╔══
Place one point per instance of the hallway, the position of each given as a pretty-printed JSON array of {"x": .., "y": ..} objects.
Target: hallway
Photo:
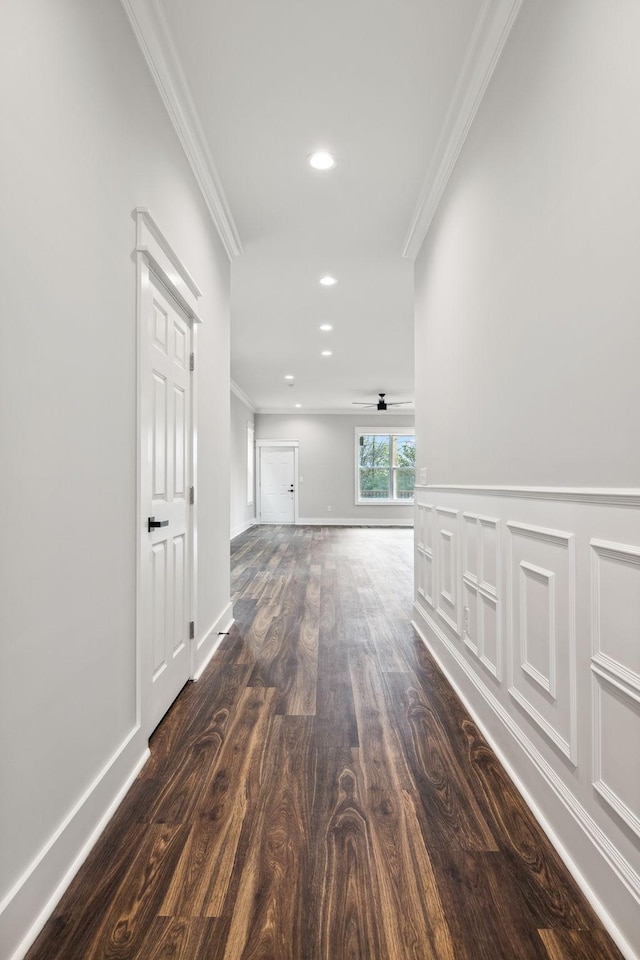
[{"x": 321, "y": 793}]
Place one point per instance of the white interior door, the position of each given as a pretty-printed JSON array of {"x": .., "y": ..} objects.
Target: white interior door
[
  {"x": 166, "y": 475},
  {"x": 277, "y": 485}
]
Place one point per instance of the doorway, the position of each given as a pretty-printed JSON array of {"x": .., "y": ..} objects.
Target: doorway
[
  {"x": 166, "y": 512},
  {"x": 277, "y": 486}
]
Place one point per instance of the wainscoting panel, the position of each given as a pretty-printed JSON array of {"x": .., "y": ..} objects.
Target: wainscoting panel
[
  {"x": 529, "y": 599},
  {"x": 541, "y": 630}
]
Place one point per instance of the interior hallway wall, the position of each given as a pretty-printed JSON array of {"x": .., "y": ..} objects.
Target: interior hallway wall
[
  {"x": 527, "y": 346},
  {"x": 242, "y": 512},
  {"x": 86, "y": 140},
  {"x": 326, "y": 462}
]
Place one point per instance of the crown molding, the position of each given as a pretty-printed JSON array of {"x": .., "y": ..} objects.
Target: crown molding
[
  {"x": 333, "y": 412},
  {"x": 492, "y": 29},
  {"x": 151, "y": 30},
  {"x": 611, "y": 496},
  {"x": 241, "y": 395}
]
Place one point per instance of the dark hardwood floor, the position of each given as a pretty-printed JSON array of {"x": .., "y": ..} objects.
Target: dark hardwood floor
[{"x": 321, "y": 794}]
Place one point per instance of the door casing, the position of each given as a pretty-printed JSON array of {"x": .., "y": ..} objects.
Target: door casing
[
  {"x": 156, "y": 262},
  {"x": 260, "y": 445}
]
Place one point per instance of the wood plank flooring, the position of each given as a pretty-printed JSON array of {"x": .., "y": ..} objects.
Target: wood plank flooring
[{"x": 321, "y": 794}]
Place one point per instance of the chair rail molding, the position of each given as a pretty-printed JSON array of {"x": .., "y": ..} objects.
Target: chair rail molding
[{"x": 547, "y": 582}]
╚══
▸ INSTRUCTION
Copy out the lines of the material above, starting at the line containing "Place one point per instance of the chair" and continuing through the last line of the material, inclusive.

▸ FULL ANSWER
Place one point per instance of the chair rail molding, the position of each given as a pretty-printed JSON array of {"x": .., "y": ..} objects.
Target: chair rail molding
[{"x": 547, "y": 582}]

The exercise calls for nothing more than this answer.